[[ SUPPLIED RECORDS, beginning ]]

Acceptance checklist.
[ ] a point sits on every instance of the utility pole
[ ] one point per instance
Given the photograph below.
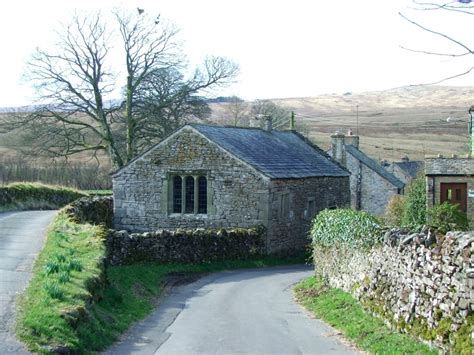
(471, 137)
(357, 120)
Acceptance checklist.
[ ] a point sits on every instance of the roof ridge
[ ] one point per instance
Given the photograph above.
(379, 169)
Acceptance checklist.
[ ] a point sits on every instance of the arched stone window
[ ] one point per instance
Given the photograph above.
(202, 194)
(177, 194)
(189, 194)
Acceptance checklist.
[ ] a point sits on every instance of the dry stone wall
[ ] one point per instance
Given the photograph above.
(419, 283)
(184, 246)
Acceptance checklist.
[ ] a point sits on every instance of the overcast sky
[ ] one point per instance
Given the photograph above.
(285, 48)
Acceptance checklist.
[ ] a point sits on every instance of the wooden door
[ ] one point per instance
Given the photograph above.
(455, 193)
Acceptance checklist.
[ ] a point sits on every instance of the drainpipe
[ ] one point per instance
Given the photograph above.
(471, 137)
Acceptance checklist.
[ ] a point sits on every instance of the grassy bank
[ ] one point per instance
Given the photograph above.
(342, 311)
(133, 291)
(27, 196)
(73, 302)
(67, 277)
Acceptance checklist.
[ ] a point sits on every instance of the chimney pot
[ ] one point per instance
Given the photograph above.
(352, 139)
(268, 123)
(338, 148)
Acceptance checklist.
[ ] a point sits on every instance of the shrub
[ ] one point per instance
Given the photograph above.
(346, 227)
(394, 210)
(23, 196)
(414, 213)
(447, 217)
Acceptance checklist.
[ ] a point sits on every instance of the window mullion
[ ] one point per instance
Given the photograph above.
(183, 193)
(196, 194)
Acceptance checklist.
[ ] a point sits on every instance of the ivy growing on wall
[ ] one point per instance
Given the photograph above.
(346, 227)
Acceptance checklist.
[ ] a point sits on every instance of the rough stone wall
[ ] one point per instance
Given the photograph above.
(289, 231)
(375, 191)
(433, 188)
(449, 166)
(93, 210)
(419, 283)
(400, 174)
(184, 246)
(237, 194)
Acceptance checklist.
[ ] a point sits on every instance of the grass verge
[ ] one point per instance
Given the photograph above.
(133, 291)
(342, 311)
(27, 196)
(73, 303)
(67, 277)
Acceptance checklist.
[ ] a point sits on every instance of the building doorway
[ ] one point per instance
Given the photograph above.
(455, 193)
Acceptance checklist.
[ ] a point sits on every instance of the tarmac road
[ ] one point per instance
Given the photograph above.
(22, 236)
(244, 312)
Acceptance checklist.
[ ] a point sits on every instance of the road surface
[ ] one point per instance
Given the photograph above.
(21, 239)
(244, 312)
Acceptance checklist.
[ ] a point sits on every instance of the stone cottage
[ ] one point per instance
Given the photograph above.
(211, 176)
(451, 179)
(405, 170)
(372, 186)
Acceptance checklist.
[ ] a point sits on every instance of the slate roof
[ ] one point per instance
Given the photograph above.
(277, 154)
(372, 164)
(411, 168)
(449, 166)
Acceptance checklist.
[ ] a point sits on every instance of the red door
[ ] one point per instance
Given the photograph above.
(455, 193)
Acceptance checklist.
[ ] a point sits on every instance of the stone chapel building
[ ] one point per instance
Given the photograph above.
(214, 176)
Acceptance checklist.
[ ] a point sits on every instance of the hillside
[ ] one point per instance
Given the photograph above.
(392, 123)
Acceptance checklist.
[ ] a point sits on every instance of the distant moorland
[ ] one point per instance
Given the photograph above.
(393, 123)
(411, 121)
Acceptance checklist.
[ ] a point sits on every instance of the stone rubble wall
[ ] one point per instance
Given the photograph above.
(184, 246)
(237, 194)
(291, 232)
(93, 210)
(419, 283)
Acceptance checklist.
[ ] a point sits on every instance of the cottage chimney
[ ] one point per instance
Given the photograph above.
(352, 139)
(338, 147)
(267, 122)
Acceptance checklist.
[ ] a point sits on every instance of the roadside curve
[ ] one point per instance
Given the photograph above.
(243, 311)
(22, 236)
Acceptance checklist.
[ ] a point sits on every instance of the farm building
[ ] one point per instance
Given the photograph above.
(451, 179)
(211, 176)
(405, 170)
(372, 186)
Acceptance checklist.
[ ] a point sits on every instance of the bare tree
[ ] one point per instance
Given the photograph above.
(281, 116)
(238, 110)
(75, 82)
(463, 7)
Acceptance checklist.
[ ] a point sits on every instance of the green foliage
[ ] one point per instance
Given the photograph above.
(53, 290)
(345, 227)
(414, 213)
(22, 196)
(447, 217)
(394, 210)
(342, 311)
(74, 306)
(59, 290)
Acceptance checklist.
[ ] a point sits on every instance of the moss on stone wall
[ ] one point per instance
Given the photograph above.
(185, 246)
(23, 196)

[[ SUPPLIED RECORDS, end ]]

[TASK REQUIREMENTS]
Could you return the listing above exactly, minus its pictures?

[TASK RESULT]
Acceptance checklist.
[ ] a point sits on every instance of the utility pole
[ ] one point per instance
Given the photograph below.
(471, 137)
(357, 120)
Acceptance checklist.
[ ] a point sits on every instance of the roof ridge
[ ] one point per instance
Given the photograph above.
(379, 169)
Acceptance checklist.
[ ] a point sits on every instance of the arched stone window
[ ] one point per instance
Given the photograph above.
(202, 194)
(177, 194)
(189, 194)
Acceptance checklist.
[ ] a point sits on every instance of the dry stone wall
[ ] one point per instance
Given the photograph above.
(419, 283)
(184, 246)
Acceptance checklist.
[ ] a point sits on every instance of the overcast sky
[ ] one point per instance
Given the photograph above.
(285, 48)
Acceptance checklist.
[ ] a point sits on every instance of the wooden door
[ ] one point per instance
Given the photograph above.
(455, 193)
Acceptance checklist.
[ ] a point sits on every instance of the drainpipe
[ ] one point per instance
Given the photograph above.
(471, 137)
Acceptance checklist.
[ ] a point sits on every instance of the grassy bank
[ ] one point per instance
Given the photograph above.
(342, 311)
(133, 291)
(27, 196)
(73, 302)
(67, 277)
Acceptance checklist.
[ ] a point sits on every instance of the chimney pot
[ ] one point per instance
Given the photograph above.
(352, 139)
(268, 123)
(338, 148)
Acceptance checklist.
[ ] a point sits on every instance of the shrub
[ ] one point per instance
Given the photograph above.
(346, 227)
(394, 210)
(23, 196)
(414, 213)
(447, 217)
Acceptance checklist.
[ ] a point sits on every instance of the window mullion
[ ] one point per instance
Given the photograph above.
(183, 193)
(196, 194)
Acceptance checklist.
[ ] a point sits on every instance of the ivy growing on wall
[ ] one point per instance
Given the photograph above.
(346, 227)
Acceptance checklist.
[ ] a point sits on every instance of the rough stone wall
[ ] one point per instance
Given the photograph above.
(289, 231)
(375, 191)
(433, 188)
(449, 166)
(93, 210)
(419, 283)
(400, 174)
(184, 246)
(237, 194)
Acceptance checklist.
[ ] a point sits on every instance of the grass verge
[ ] one point per instance
Given the photograph above.
(133, 291)
(342, 311)
(27, 196)
(73, 303)
(67, 277)
Acceptance checklist.
[ ] a point sits on every instance of the building doorway
[ ] one point per instance
Given the photograph above.
(455, 193)
Acceptance checklist.
[ ] a point sits on every instance of the tarmac road
[ ] one point per instance
Given the photograph above.
(22, 236)
(244, 312)
Acceptance checklist.
[ ] a point sits on every instance of the road surface
[ ] one point per instance
Given the photograph above.
(21, 239)
(244, 312)
Acceptance checklist.
[ ] a point sits on every instance of the stone cottage
[ ] one point per instance
Given the photograph above.
(211, 176)
(451, 179)
(405, 170)
(372, 186)
Acceptance checklist.
[ ] a point sits on every instance of the slate roof
[ ] one point per instance
Given the photograph above.
(277, 154)
(372, 164)
(411, 168)
(449, 166)
Acceptance checklist.
[ ] a point sits on every instance of the red door
[ ] one point per instance
Given the photograph above.
(455, 193)
Acceptance checklist.
[ ] a point sits on every instance of the stone chapel building
[ ] one point per instance
Given the photograph above.
(214, 176)
Acceptance checklist.
[ ] a point sits on every instance of the hillside
[ ] one point per instance
Given the photograph above.
(392, 123)
Acceptance checklist.
[ ] a point sits on every instance of the distant moorland
[ ] one point per instance
Given the photograph above.
(393, 123)
(411, 121)
Acceptance checklist.
[ ] a point sits on every instance of the stone rubble wall
[ ] one point per instance
Given the photograph above.
(184, 246)
(237, 194)
(291, 232)
(93, 210)
(419, 283)
Acceptance checklist.
[ ] a point sits on every instance of the cottage chimney
[ ] one point per instance
Given the photograph above.
(352, 139)
(338, 147)
(267, 122)
Acceptance checklist.
[ ] a point sits on every instance of the roadside curve
[ ] one point per instance
Given the photograph above.
(243, 311)
(22, 236)
Acceptance checklist.
[ ] a point sits on every instance of the farm building
[ ] one point per instance
Given the photograph above.
(451, 179)
(211, 176)
(405, 170)
(372, 186)
Acceptance checklist.
[ ] a point sits on every instance of the bare tree
[ ] one point per instance
Given the photograph above.
(281, 116)
(238, 110)
(75, 82)
(463, 7)
Acceptance checklist.
[ ] a point sits on every instance of the green foliage
[ ] one point per instance
Given the photograph above.
(53, 290)
(345, 227)
(414, 213)
(22, 196)
(447, 217)
(394, 210)
(342, 311)
(74, 306)
(59, 290)
Acceptance checklist.
[ ] a point sits on every instance of the moss on stone wall
[ ] one point per instance
Given the photograph above.
(185, 246)
(23, 196)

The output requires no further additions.